● **ABOUT THIS TASK**
Only the lines from the start of the material through the line containing "positive clicks: (769, 173) (588, 174)" are to be extracted, exactly as they appear.

● **RECORDS SUPPLIED**
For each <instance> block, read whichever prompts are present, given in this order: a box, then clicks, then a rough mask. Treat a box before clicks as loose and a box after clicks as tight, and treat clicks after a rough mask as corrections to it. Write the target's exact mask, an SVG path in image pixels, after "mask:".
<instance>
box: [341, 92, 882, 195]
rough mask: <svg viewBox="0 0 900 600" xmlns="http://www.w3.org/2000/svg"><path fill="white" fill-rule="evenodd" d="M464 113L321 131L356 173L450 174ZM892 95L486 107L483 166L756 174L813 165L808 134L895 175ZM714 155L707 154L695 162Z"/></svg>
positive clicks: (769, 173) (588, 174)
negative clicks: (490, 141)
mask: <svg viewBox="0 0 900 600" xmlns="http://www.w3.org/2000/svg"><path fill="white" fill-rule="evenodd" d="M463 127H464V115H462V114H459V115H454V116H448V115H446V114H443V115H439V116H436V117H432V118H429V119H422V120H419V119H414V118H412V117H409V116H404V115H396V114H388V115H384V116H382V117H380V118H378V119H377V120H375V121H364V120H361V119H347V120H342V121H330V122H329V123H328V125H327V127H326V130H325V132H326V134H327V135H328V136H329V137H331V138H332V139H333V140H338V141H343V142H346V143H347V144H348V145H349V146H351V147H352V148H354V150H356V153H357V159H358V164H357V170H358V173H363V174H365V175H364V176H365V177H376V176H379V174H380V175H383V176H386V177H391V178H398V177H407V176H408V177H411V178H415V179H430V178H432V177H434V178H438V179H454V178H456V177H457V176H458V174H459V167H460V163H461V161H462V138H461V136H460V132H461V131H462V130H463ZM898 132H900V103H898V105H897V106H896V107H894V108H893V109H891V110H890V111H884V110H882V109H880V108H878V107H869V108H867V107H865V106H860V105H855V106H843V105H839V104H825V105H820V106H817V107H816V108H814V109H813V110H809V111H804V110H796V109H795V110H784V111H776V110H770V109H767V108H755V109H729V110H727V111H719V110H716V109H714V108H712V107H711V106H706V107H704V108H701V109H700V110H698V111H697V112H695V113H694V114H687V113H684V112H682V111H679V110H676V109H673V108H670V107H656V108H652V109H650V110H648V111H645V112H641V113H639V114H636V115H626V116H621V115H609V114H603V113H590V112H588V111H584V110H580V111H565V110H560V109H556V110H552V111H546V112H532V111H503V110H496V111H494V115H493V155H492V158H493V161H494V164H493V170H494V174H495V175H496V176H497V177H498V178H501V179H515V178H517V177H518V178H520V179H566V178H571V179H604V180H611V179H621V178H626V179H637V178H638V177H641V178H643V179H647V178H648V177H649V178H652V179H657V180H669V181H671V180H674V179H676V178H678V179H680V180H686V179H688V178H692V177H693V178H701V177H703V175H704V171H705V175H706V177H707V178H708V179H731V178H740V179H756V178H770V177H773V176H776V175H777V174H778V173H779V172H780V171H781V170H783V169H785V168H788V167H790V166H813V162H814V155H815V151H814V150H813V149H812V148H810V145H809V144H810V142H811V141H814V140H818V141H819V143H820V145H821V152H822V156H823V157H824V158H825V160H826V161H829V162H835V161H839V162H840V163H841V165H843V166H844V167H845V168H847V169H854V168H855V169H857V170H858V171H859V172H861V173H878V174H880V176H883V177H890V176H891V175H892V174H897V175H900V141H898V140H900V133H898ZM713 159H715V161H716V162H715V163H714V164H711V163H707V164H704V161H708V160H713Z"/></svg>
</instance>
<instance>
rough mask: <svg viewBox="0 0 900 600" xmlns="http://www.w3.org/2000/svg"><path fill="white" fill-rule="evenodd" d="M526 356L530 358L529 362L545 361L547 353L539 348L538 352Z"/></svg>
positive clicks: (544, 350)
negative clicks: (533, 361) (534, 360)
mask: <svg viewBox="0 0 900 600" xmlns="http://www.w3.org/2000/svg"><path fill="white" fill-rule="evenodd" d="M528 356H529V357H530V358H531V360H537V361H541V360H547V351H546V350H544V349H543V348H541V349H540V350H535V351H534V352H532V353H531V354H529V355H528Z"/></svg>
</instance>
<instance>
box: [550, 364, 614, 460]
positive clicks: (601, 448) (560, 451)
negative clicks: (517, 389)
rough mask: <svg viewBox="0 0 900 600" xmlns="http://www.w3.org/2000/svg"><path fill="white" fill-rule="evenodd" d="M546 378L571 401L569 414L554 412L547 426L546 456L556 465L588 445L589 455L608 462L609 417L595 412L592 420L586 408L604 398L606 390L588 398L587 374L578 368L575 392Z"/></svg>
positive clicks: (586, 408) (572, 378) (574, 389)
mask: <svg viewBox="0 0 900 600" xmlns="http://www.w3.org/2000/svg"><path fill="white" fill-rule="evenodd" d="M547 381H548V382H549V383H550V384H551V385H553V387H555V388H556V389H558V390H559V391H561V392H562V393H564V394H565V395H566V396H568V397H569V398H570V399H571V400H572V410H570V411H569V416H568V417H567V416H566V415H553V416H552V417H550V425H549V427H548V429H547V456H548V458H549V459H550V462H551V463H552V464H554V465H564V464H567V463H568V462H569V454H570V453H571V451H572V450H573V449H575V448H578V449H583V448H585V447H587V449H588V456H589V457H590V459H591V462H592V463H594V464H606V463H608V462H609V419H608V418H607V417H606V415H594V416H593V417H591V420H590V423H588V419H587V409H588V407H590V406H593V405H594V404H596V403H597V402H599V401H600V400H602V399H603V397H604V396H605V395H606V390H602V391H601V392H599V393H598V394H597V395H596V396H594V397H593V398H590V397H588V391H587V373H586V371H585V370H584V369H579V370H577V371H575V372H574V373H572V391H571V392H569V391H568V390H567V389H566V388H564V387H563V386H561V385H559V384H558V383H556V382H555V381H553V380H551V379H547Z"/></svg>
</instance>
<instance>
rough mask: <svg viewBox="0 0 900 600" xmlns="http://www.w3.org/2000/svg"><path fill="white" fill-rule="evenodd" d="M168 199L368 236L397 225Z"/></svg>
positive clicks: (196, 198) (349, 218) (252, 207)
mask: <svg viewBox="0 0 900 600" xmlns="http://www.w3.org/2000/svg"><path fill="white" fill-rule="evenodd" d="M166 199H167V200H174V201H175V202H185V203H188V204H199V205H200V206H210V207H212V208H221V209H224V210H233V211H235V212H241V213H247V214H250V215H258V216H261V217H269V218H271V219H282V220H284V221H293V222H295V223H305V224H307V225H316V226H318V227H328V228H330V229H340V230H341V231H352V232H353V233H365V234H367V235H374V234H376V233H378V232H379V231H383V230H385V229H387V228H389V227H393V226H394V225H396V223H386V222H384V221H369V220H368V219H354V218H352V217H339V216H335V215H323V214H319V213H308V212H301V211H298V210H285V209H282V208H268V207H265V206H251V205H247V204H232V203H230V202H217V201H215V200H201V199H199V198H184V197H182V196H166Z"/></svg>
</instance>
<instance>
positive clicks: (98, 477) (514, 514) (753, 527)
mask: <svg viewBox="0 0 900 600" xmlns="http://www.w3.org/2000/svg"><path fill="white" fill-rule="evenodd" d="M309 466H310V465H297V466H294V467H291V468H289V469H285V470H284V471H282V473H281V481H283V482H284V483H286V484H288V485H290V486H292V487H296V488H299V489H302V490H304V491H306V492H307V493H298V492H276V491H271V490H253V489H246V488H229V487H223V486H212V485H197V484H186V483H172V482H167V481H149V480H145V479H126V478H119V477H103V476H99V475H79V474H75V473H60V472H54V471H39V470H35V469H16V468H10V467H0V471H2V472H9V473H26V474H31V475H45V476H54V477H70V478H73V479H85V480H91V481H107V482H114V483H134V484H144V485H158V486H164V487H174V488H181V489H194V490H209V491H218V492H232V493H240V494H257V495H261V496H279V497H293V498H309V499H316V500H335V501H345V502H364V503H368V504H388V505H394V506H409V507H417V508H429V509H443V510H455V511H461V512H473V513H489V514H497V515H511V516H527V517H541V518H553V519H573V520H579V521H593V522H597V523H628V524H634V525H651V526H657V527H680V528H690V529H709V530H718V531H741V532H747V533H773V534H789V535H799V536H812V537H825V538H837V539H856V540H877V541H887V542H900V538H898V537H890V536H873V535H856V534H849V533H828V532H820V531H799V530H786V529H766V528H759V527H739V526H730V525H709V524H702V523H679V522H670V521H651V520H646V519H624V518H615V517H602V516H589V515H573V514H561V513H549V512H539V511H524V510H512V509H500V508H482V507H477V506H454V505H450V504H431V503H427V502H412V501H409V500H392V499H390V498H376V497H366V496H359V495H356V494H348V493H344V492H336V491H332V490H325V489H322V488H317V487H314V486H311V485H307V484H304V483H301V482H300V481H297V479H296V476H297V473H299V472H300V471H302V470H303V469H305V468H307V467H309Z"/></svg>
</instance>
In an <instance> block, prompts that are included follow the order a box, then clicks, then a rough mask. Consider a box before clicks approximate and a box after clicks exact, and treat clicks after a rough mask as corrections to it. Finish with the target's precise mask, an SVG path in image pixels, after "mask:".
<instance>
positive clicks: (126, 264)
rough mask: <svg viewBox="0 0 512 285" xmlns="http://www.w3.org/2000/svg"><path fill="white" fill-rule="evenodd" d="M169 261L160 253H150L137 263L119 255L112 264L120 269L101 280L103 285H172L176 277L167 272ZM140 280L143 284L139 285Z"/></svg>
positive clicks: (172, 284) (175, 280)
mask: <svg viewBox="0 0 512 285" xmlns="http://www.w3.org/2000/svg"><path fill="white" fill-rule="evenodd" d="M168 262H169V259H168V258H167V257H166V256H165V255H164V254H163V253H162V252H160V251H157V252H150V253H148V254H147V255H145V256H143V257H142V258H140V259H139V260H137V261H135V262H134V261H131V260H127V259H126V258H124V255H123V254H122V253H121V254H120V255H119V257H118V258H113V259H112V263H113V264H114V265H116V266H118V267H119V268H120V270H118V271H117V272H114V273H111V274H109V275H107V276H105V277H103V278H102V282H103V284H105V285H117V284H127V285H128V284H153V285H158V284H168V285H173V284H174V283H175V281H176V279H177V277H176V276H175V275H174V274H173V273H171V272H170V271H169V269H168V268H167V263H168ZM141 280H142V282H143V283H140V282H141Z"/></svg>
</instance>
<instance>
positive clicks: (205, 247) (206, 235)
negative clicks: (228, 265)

● **SOLUTION TO THE PROBLEM**
For each <instance> block, read whichever prompts are present, given in this order: a box, then clicks, then a rough mask. Treat a box before clicks as loose and a box after clicks as tight, and treat clicks after a rough mask as corrections to it. Write the target's exact mask, an SVG path in image pixels, after "mask:".
<instance>
box: [341, 92, 882, 195]
rough mask: <svg viewBox="0 0 900 600" xmlns="http://www.w3.org/2000/svg"><path fill="white" fill-rule="evenodd" d="M464 113L321 131L356 173L450 174ZM892 95L486 107L483 166L756 174L813 165L808 134L895 175ZM714 155L707 154L695 162Z"/></svg>
positive clicks: (769, 173) (588, 174)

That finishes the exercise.